EXERCISE DIRECTIONS
With the images excluded, set down every line of the listing below exactly.

——

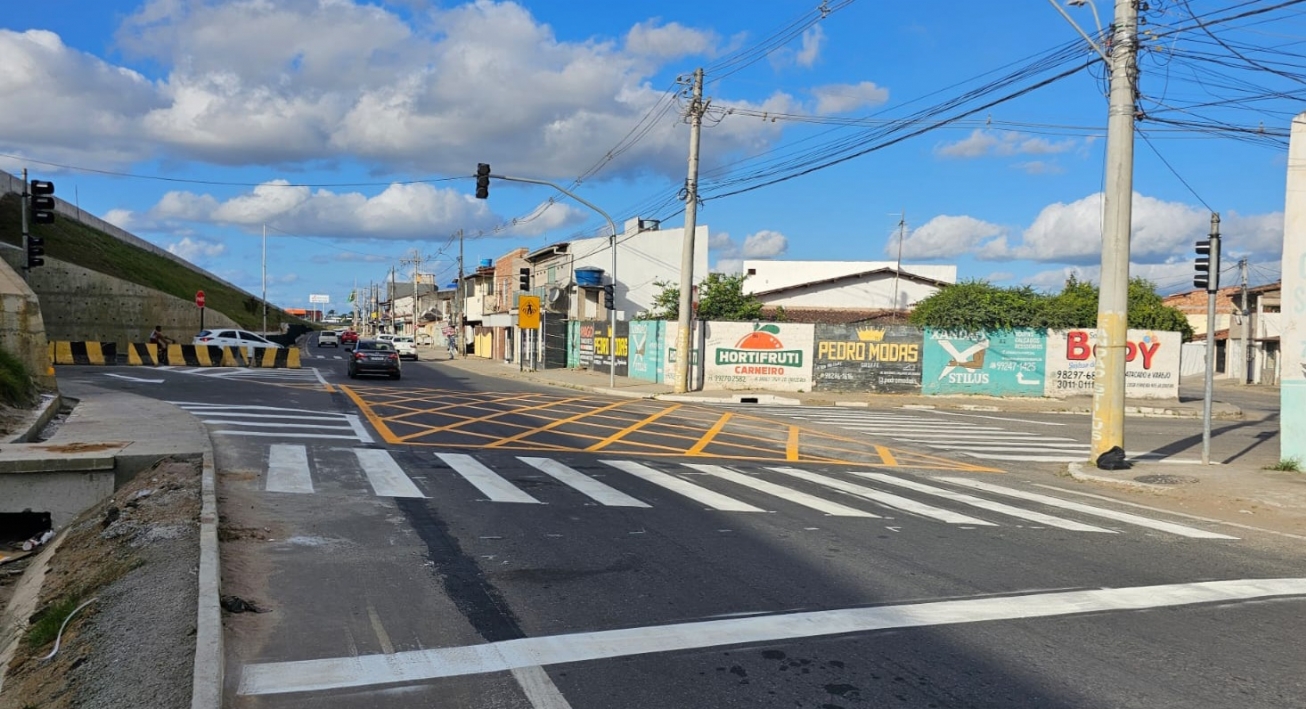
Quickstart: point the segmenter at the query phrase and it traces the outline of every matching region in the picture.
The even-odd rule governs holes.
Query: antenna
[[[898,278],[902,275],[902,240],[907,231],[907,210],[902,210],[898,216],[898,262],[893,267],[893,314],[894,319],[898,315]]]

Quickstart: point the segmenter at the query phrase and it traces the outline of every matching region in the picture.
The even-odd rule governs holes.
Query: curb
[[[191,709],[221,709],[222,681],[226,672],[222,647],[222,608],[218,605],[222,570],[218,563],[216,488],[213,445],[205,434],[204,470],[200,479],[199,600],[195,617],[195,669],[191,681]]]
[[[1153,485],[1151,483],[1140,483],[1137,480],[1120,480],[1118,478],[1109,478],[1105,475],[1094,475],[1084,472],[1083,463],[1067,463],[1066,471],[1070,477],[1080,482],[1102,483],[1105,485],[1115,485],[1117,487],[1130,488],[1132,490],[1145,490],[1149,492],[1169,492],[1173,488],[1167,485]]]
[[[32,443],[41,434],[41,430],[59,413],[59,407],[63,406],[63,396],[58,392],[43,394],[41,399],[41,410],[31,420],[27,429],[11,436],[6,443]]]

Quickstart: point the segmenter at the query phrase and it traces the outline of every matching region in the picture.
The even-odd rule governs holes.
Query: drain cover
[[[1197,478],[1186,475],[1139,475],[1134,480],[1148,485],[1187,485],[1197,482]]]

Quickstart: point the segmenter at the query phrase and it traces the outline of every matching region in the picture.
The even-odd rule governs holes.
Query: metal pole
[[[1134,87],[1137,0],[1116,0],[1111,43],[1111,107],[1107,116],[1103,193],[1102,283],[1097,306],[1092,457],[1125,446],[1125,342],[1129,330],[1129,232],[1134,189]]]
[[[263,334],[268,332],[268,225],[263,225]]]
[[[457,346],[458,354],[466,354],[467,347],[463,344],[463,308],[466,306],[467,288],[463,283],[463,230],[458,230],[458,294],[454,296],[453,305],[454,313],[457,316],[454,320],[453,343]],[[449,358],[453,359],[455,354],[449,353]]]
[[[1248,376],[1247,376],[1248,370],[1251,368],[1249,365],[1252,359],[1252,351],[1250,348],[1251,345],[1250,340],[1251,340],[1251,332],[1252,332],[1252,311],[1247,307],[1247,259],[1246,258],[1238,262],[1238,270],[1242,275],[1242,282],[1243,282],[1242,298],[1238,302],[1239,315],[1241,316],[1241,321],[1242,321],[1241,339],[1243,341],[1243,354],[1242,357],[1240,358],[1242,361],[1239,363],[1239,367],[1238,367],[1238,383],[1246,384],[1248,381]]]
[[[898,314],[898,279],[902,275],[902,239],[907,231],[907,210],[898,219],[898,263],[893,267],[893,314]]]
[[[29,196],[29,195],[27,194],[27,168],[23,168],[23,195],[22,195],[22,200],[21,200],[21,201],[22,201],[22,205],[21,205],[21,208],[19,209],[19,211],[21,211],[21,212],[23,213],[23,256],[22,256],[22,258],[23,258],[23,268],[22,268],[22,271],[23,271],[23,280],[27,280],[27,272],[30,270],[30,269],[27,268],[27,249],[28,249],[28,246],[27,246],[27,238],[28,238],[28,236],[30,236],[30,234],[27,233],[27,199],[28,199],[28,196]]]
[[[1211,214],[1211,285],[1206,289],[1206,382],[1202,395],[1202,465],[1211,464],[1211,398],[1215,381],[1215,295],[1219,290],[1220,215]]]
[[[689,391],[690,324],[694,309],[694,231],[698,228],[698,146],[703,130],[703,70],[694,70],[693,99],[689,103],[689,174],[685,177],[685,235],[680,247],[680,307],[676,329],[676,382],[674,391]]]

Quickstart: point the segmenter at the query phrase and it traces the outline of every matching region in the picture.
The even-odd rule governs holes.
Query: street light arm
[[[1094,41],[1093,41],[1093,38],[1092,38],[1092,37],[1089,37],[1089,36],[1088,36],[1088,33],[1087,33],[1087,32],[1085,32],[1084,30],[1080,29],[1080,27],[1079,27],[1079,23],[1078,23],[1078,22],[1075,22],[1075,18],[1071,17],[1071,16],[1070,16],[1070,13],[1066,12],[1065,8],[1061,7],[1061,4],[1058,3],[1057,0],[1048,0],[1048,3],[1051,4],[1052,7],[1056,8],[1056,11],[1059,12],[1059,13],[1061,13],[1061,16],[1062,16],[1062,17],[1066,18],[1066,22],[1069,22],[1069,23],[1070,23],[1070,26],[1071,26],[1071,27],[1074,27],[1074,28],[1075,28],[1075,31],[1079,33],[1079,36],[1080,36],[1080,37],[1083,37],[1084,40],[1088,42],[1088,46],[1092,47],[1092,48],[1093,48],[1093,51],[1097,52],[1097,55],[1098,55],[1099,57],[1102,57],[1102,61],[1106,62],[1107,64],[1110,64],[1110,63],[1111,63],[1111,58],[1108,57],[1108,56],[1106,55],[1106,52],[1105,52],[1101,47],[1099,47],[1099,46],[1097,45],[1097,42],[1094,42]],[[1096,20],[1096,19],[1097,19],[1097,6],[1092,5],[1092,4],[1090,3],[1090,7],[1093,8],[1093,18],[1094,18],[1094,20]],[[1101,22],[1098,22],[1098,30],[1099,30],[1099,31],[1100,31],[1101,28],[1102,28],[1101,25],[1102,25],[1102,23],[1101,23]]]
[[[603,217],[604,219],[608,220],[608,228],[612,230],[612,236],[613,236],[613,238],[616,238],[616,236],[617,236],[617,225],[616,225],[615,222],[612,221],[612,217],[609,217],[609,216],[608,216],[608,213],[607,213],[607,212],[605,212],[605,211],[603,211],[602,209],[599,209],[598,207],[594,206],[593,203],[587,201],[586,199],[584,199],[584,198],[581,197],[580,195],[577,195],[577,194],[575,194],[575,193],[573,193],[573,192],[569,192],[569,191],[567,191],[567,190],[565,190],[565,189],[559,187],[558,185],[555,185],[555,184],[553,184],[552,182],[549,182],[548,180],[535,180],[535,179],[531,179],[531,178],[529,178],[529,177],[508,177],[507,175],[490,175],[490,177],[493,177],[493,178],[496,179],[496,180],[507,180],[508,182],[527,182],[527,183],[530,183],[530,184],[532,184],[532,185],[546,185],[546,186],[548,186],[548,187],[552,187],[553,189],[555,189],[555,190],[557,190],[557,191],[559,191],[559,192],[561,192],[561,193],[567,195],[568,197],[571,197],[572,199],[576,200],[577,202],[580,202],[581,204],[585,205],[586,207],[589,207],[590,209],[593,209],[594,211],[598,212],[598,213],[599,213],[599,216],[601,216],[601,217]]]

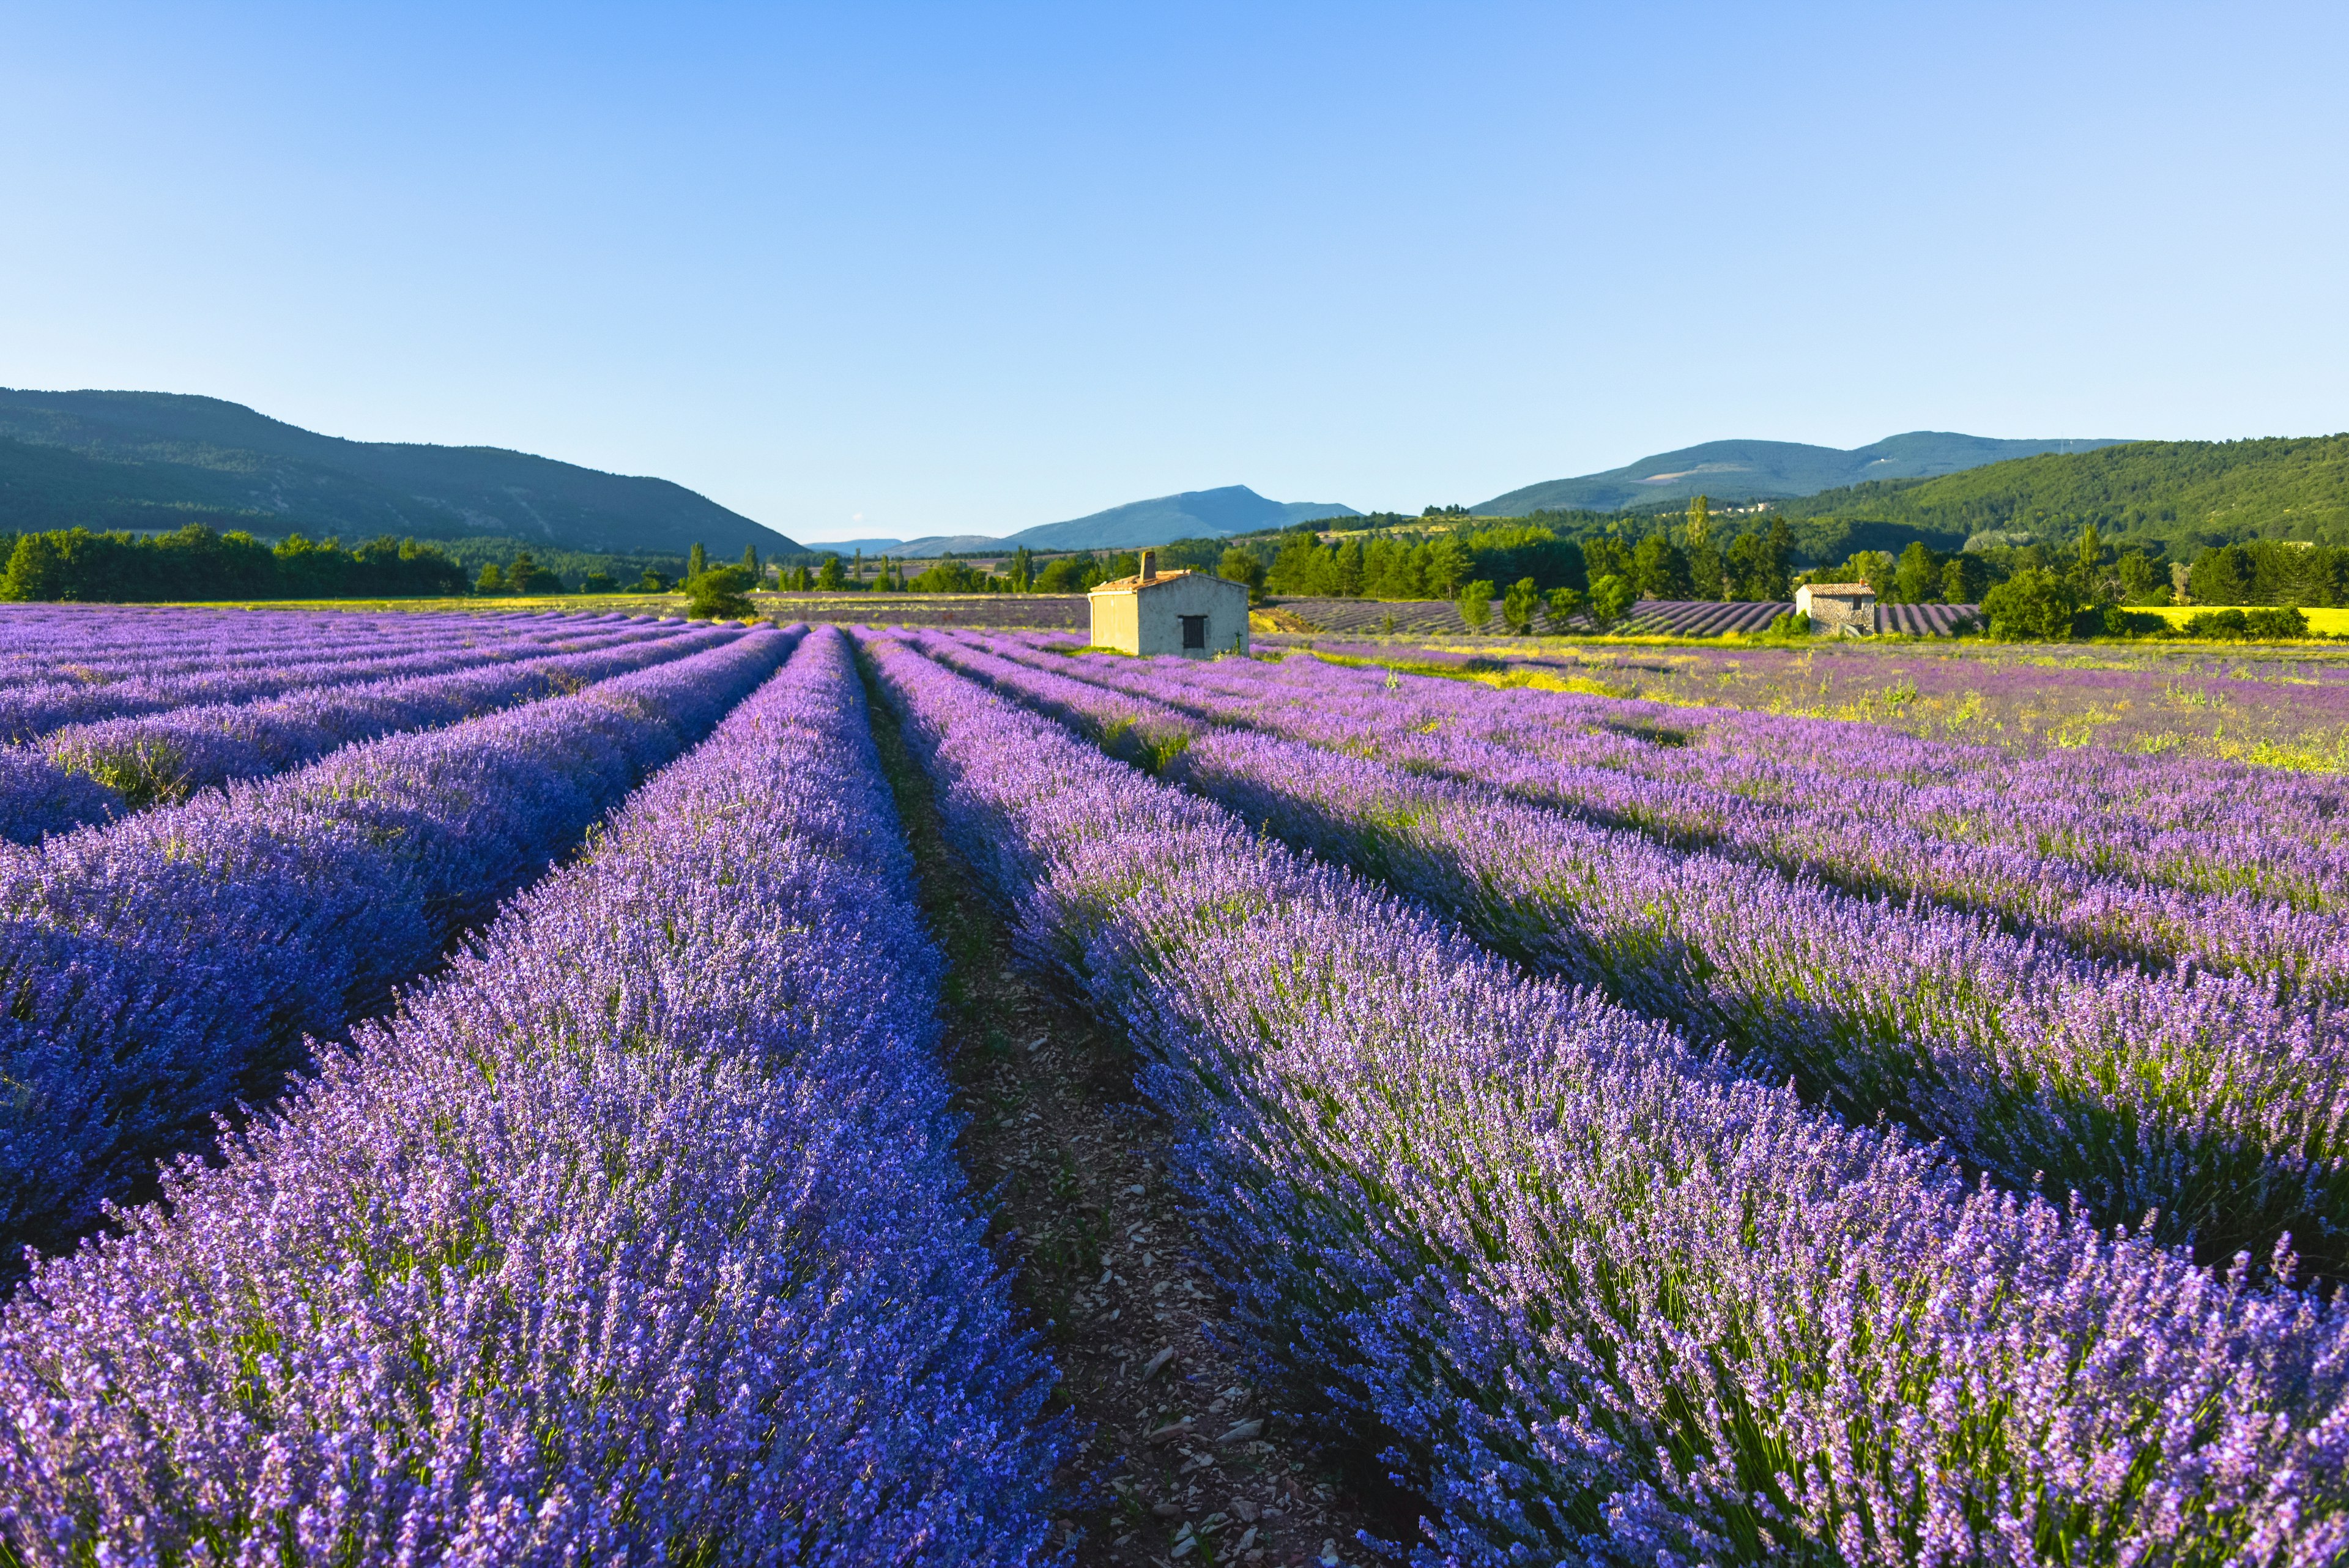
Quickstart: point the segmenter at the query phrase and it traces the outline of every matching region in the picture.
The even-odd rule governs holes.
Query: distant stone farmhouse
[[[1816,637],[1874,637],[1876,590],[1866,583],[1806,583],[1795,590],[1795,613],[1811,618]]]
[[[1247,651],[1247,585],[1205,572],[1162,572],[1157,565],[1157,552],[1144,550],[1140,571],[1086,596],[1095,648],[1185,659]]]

——

RESULT
Quickstart: point the segmenter at the query phrase and it traces the outline of every matching region in the picture.
The even-odd rule governs holes.
Query: antenna
[[[898,278],[902,275],[902,240],[907,231],[907,210],[902,210],[898,216],[898,262],[893,267],[893,314],[894,319],[898,315]]]

Quickstart: point the segmenter at the query phrase and it traces the outline of every matching region in the picture.
The even-odd rule governs holes.
Query: curb
[[[191,709],[221,709],[222,681],[226,672],[222,647],[222,608],[218,605],[222,570],[218,563],[216,488],[213,445],[205,434],[204,470],[200,479],[199,600],[195,617],[195,669],[191,681]]]
[[[1153,485],[1151,483],[1140,483],[1137,480],[1120,480],[1118,478],[1109,478],[1105,475],[1094,475],[1084,472],[1083,463],[1067,463],[1066,471],[1070,477],[1080,482],[1102,483],[1105,485],[1115,485],[1117,487],[1130,488],[1132,490],[1145,490],[1149,492],[1169,492],[1173,488],[1167,485]]]
[[[32,443],[41,434],[41,430],[59,413],[59,407],[63,406],[63,396],[58,392],[43,394],[41,399],[41,410],[31,420],[27,429],[11,436],[6,443]]]

Quickstart: point the segmenter at the query phrase and it traces the outline of every matching region in the picture.
The even-odd rule governs holes.
Query: drain cover
[[[1197,478],[1186,475],[1139,475],[1134,480],[1148,485],[1187,485],[1197,482]]]

Quickstart: point the segmenter at the query phrase and it traces the outline of every matching region in the picture.
The even-odd rule governs holes.
Query: metal pole
[[[1134,87],[1137,0],[1116,0],[1111,43],[1111,107],[1107,116],[1103,193],[1102,283],[1097,306],[1092,457],[1125,446],[1125,342],[1129,330],[1129,232],[1134,189]]]
[[[263,334],[268,332],[268,225],[263,225]]]
[[[457,346],[458,354],[466,354],[467,347],[463,344],[463,308],[466,306],[467,288],[463,283],[463,230],[458,230],[458,294],[454,296],[453,305],[454,313],[457,316],[454,320],[453,343]],[[449,358],[453,359],[455,354],[449,353]]]
[[[1248,376],[1247,376],[1248,370],[1251,368],[1249,365],[1252,359],[1252,351],[1250,348],[1251,345],[1250,340],[1251,340],[1251,332],[1252,332],[1252,311],[1247,307],[1247,259],[1246,258],[1238,262],[1238,270],[1242,275],[1242,282],[1243,282],[1242,298],[1238,302],[1239,315],[1241,316],[1241,321],[1242,321],[1241,339],[1243,341],[1243,354],[1242,357],[1240,358],[1242,361],[1239,363],[1239,367],[1238,367],[1238,383],[1246,384],[1248,381]]]
[[[898,314],[898,279],[902,275],[902,239],[907,231],[907,210],[898,219],[898,263],[893,267],[893,314]]]
[[[29,196],[29,195],[27,194],[27,168],[23,168],[23,195],[22,195],[22,200],[21,200],[21,201],[22,201],[22,205],[21,205],[21,208],[19,209],[19,211],[21,211],[21,212],[23,213],[23,256],[22,256],[22,258],[23,258],[23,268],[22,268],[22,271],[23,271],[23,280],[27,280],[27,272],[30,270],[30,269],[27,268],[27,249],[28,249],[28,246],[27,246],[27,238],[28,238],[28,236],[30,236],[30,234],[27,233],[27,199],[28,199],[28,196]]]
[[[1211,214],[1211,285],[1206,289],[1206,382],[1202,395],[1202,465],[1211,464],[1211,398],[1215,381],[1215,295],[1219,290],[1220,215]]]
[[[689,391],[690,324],[694,309],[694,231],[698,228],[698,146],[703,130],[703,70],[694,70],[693,99],[689,103],[689,174],[685,177],[685,235],[680,247],[680,307],[676,329],[676,382],[674,391]]]

Quickstart: point the segmenter at the query phrase and it traces the outline of every matching region in the picture.
The even-odd rule governs holes.
Query: street light arm
[[[1094,41],[1093,41],[1093,38],[1092,38],[1092,37],[1089,37],[1089,36],[1088,36],[1088,33],[1087,33],[1087,32],[1085,32],[1084,30],[1080,29],[1080,27],[1079,27],[1079,23],[1078,23],[1078,22],[1075,22],[1075,18],[1071,17],[1071,16],[1070,16],[1070,13],[1066,12],[1065,8],[1061,7],[1061,4],[1058,3],[1057,0],[1048,0],[1048,3],[1051,4],[1052,7],[1056,8],[1056,11],[1059,12],[1059,13],[1061,13],[1061,16],[1062,16],[1062,17],[1066,18],[1066,22],[1069,22],[1069,23],[1070,23],[1070,26],[1071,26],[1071,27],[1074,27],[1074,28],[1075,28],[1075,31],[1079,33],[1079,36],[1080,36],[1080,37],[1083,37],[1084,40],[1088,42],[1088,46],[1092,47],[1092,48],[1093,48],[1093,51],[1097,52],[1097,55],[1098,55],[1099,57],[1102,57],[1102,61],[1106,62],[1107,64],[1110,64],[1110,63],[1111,63],[1111,58],[1108,57],[1108,56],[1106,55],[1106,52],[1105,52],[1101,47],[1099,47],[1099,46],[1097,45],[1097,42],[1094,42]],[[1096,20],[1096,19],[1097,19],[1097,6],[1092,5],[1092,4],[1090,3],[1090,7],[1093,8],[1093,18],[1094,18],[1094,20]],[[1101,22],[1098,22],[1098,30],[1099,30],[1099,31],[1100,31],[1101,28],[1102,28],[1101,25],[1102,25],[1102,23],[1101,23]]]
[[[603,217],[604,219],[608,220],[608,228],[612,230],[612,236],[613,236],[613,238],[616,238],[616,236],[617,236],[617,225],[616,225],[615,222],[612,221],[612,217],[609,217],[609,216],[608,216],[608,213],[607,213],[607,212],[605,212],[605,211],[603,211],[602,209],[599,209],[598,207],[594,206],[593,203],[587,201],[586,199],[584,199],[584,198],[581,197],[580,195],[577,195],[577,194],[575,194],[575,193],[573,193],[573,192],[569,192],[569,191],[567,191],[567,190],[565,190],[565,189],[559,187],[558,185],[555,185],[555,184],[553,184],[552,182],[549,182],[548,180],[535,180],[535,179],[531,179],[531,178],[529,178],[529,177],[508,177],[507,175],[490,175],[490,177],[493,177],[493,178],[496,179],[496,180],[507,180],[508,182],[527,182],[527,183],[530,183],[530,184],[532,184],[532,185],[546,185],[546,186],[548,186],[548,187],[552,187],[553,189],[555,189],[555,190],[557,190],[557,191],[559,191],[559,192],[561,192],[561,193],[567,195],[568,197],[571,197],[572,199],[576,200],[577,202],[580,202],[581,204],[585,205],[586,207],[589,207],[590,209],[593,209],[594,211],[598,212],[598,213],[599,213],[599,216],[601,216],[601,217]]]

Quickstart: point the segmenter at the query phrase and it traces the outline of every matching region in the picture.
The even-odd rule governs holes.
Query: distant stone farmhouse
[[[1816,637],[1874,637],[1876,590],[1866,583],[1806,583],[1795,590],[1795,613],[1811,618]]]
[[[1247,651],[1247,585],[1205,572],[1162,572],[1157,565],[1157,552],[1144,550],[1140,571],[1086,596],[1095,648],[1185,659]]]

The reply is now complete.